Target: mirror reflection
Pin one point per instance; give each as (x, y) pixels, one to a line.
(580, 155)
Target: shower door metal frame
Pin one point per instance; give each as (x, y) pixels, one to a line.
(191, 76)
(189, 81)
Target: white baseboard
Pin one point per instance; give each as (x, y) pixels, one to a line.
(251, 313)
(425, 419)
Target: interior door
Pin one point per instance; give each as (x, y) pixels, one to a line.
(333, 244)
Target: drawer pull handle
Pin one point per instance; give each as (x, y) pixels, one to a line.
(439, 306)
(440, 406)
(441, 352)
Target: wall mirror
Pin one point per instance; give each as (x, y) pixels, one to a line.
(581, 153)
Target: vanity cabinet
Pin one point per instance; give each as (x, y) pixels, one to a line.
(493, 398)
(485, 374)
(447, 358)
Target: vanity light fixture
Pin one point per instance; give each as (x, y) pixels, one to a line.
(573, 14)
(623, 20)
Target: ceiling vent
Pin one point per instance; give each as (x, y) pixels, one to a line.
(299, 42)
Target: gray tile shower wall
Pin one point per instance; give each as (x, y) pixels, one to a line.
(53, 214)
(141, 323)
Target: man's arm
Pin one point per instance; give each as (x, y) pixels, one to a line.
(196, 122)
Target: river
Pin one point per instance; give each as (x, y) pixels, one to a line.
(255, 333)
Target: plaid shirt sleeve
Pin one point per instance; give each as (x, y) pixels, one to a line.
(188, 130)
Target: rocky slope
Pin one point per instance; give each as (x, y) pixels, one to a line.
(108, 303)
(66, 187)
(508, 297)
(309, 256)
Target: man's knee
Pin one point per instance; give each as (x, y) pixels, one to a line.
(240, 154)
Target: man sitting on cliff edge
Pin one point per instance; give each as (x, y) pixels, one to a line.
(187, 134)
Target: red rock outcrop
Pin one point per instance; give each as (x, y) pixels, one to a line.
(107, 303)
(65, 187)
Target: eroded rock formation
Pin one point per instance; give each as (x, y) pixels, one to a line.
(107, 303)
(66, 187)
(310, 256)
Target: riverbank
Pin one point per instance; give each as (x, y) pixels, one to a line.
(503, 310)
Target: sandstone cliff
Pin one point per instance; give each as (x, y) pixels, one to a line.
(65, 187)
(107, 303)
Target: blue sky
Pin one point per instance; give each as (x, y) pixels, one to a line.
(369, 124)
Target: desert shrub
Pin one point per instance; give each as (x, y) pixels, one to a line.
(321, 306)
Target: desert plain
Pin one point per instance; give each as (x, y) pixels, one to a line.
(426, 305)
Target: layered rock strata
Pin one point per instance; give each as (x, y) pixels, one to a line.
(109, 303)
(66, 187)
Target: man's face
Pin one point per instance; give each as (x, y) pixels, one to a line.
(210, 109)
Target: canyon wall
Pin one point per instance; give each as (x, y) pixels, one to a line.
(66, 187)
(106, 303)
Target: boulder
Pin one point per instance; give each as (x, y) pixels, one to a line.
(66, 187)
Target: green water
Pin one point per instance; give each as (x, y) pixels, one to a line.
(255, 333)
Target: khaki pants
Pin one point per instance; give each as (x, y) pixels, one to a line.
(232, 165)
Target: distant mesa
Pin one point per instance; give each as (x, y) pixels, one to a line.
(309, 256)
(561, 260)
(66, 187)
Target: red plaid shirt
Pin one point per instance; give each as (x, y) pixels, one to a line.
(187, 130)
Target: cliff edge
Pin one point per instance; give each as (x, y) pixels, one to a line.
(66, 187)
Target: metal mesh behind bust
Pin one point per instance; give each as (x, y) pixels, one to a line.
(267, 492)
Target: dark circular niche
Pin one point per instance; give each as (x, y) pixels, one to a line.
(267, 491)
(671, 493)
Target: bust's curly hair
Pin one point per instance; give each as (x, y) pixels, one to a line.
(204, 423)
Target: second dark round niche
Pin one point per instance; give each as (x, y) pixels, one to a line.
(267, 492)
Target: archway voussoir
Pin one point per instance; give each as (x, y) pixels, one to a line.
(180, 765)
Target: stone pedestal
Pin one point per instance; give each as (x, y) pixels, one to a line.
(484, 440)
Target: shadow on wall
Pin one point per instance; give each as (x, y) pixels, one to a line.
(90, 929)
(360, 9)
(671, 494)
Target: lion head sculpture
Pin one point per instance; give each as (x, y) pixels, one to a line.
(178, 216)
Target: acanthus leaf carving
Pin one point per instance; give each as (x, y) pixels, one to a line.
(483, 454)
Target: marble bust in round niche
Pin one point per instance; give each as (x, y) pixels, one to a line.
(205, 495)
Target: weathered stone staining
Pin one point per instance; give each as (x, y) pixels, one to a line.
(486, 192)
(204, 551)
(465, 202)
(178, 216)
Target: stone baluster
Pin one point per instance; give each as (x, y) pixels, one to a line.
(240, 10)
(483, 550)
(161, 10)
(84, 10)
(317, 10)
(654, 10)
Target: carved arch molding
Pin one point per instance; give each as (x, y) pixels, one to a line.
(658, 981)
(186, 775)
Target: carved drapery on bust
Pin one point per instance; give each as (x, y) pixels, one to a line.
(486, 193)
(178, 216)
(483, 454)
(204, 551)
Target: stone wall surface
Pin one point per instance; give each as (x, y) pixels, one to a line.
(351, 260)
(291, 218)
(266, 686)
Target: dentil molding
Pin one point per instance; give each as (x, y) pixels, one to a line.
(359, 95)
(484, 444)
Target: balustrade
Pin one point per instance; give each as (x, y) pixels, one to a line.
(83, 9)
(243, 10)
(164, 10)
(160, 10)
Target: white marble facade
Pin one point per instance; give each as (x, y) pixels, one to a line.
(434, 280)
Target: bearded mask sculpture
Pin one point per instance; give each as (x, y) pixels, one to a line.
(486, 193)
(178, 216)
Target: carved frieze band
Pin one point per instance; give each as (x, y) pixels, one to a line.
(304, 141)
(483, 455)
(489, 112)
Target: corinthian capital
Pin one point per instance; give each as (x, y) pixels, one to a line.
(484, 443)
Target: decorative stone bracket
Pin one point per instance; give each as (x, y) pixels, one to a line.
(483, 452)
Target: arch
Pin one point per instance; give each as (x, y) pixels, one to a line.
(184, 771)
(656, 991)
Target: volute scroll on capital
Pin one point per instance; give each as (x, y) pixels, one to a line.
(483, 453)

### Task directions
Nothing should be left out: repeat all of the data exactly.

### Final answer
Target: mirror reflection
Pin one point per instance; give each as (x, y) pixels, one to a line.
(580, 155)
Target: shower door metal frame
Pin one point per instance; give each as (x, y) pixels, one to a line.
(191, 76)
(189, 81)
Target: white baseboard
Pin one point per instance; give each as (x, y) pixels, one to a line.
(251, 313)
(425, 419)
Target: interior door
Pin one point per instance; give each as (x, y) pixels, one to a line.
(333, 244)
Target: drawer pull handle
Pin one point per instance; give each as (x, y) pixels, one to a line.
(439, 306)
(440, 406)
(441, 352)
Target: wall mirror
Pin one point per instance; give each as (x, y) pixels, one to a line.
(581, 153)
Target: vanity cabinet
Pin one point per instance; give each as (x, y) pixels, one to a line.
(493, 398)
(485, 374)
(447, 358)
Target: vanity light fixture
Pin one point per instance; give each as (x, y) pixels, one to a line.
(573, 14)
(623, 20)
Target: ceiling vent
Pin one point per instance; give each as (x, y) pixels, one to a line.
(299, 42)
Target: gray tile shower wall
Pin one point per instance; give each as (x, y) pixels, one to a line.
(53, 214)
(141, 323)
Target: man's arm
Pin one point per instance; give each as (x, y) pixels, one to a line.
(196, 122)
Target: river
Pin one point per instance; give each as (x, y) pixels, one to a line.
(255, 333)
Target: plaid shirt sleeve
Pin one point per instance; give each as (x, y) pixels, one to a line.
(188, 130)
Target: rocky slope
Pin one point per instance; give each as (x, y) pixels, one to a line.
(108, 303)
(66, 187)
(508, 297)
(309, 256)
Target: man's knee
Pin one point per instance; give each as (x, y) pixels, one to a line.
(240, 154)
Target: man sitting on cliff edge
Pin one point per instance; give each as (x, y) pixels, one to a line.
(187, 134)
Target: red rock outcrop
Pin one point per instance; give each as (x, y) pixels, one to a line.
(107, 303)
(65, 187)
Target: eroded rock formation
Pin one point per instance; give each as (x, y) pixels, one to a line.
(107, 303)
(66, 187)
(310, 256)
Target: riverbank
Pin one point per instance; give each as (x, y) pixels, one to a line.
(503, 310)
Target: sandstone cliff
Pin one point per instance; give each as (x, y) pixels, one to a line.
(65, 187)
(107, 303)
Target: blue sky
Pin one point per instance; give each as (x, y) pixels, one to a line.
(369, 124)
Target: desert shrub
Pin one point per instance; give each as (x, y) pixels, one to a line.
(321, 306)
Target: desert plain
Pin one point per instance; give each as (x, y) pixels, one to a line.
(426, 305)
Target: layered rock strata
Pin one point per instance; give each as (x, y) pixels, one to a line.
(109, 303)
(66, 187)
Target: man's face
Pin one point per instance; give each as (x, y) pixels, one to a line.
(210, 109)
Target: canyon wall
Pin one point per instance; give each as (x, y) pixels, one to a line.
(66, 187)
(106, 303)
Target: boulder
Pin one point per instance; give each as (x, y) pixels, one to a line.
(66, 187)
Target: green water
Pin one point per instance; give each as (x, y) pixels, one to a line.
(255, 333)
Target: khaki pants
Pin one point per instance; give each as (x, y) pixels, one to a line.
(232, 165)
Target: distant mesa
Pin one point per instance; give each as (x, y) pixels, one to a line.
(309, 256)
(561, 260)
(66, 187)
Target: red plaid shirt
Pin one point per instance; give each as (x, y) pixels, one to a line.
(187, 130)
Target: cliff edge
Pin one point per instance; give each as (x, y) pixels, one to a line.
(66, 187)
Target: metal mesh behind bust
Pin one point per instance; give each as (x, y) pixels, one to a line.
(267, 492)
Target: dark circular niche
Pin one point per instance; give each as (x, y) pixels, one to a line.
(267, 491)
(671, 493)
Target: bust's curly hair
Pin one point per instance; give each as (x, y) pixels, one to a line.
(204, 423)
Target: second dark round niche
Pin one point per instance; give each as (x, y) pixels, one to a line.
(267, 492)
Target: archway voussoir
Pin one point per instance; give each as (x, y) pixels, one to a line.
(180, 765)
Target: stone pedestal
Pin one point per instance; give each as (x, y) pixels, one to a line.
(484, 440)
Target: shadow on wall
Pin one point per instance; give each as (x, y) pixels, one to a line.
(90, 929)
(360, 9)
(671, 494)
Target: lion head sculpture
Pin one point per instance; give each as (x, y) pixels, one to a line.
(178, 216)
Target: acanthus leaf carving
Pin one point per instance; give each as (x, y) pixels, one to a line.
(483, 454)
Target: marble bust in round niche
Pin one point per instance; give each as (x, y) pixels, one to a line.
(205, 495)
Target: weathered stone staining
Pin one point per instance; give each as (x, y) pixels, one to a line.
(486, 192)
(204, 551)
(465, 202)
(178, 216)
Target: stone baluster
Pin one point per instance; give each as (x, y) pixels, one to a line.
(240, 10)
(483, 550)
(161, 10)
(84, 10)
(317, 10)
(654, 10)
Target: carved arch molding
Pin one point per instance; give each as (x, y) pixels, one to a line.
(658, 981)
(186, 775)
Target: carved drapery on bust
Pin one point per instance; give each as (x, y) pixels, one to a line.
(486, 193)
(178, 216)
(483, 454)
(204, 551)
Target: stone wall surface
Pin one point per instance; give each as (x, y) pixels, one to a line.
(351, 260)
(291, 218)
(266, 686)
Target: dentil molding
Pin one point per instance; give each as (x, y) pixels, one to a line.
(359, 95)
(484, 444)
Target: balustrade
Pin one point per instance; give each as (x, y) pixels, one to a line.
(83, 9)
(243, 10)
(164, 10)
(160, 10)
Target: white marble facade
Pin one point per instance; give each as (x, y) pixels, one to a line.
(434, 280)
Target: bearded mask sculpture
Pin one point per instance; give each as (x, y) pixels, one to a line.
(486, 193)
(178, 216)
Target: carved frieze band
Pin one point per instance; give each as (x, y) pixels, one to a line.
(304, 141)
(483, 455)
(489, 112)
Target: corinthian capital
Pin one point per instance; give each as (x, y) pixels, one to a line.
(484, 443)
Target: decorative stone bracket
Pin one point per instance; give each as (x, y) pixels, one to a line.
(483, 452)
Target: arch
Pin one point per instance; give each as (x, y) pixels, one to a line.
(184, 771)
(656, 991)
Target: volute scroll on capital
Pin one point per instance; give each as (x, y) pixels, one to a line.
(483, 453)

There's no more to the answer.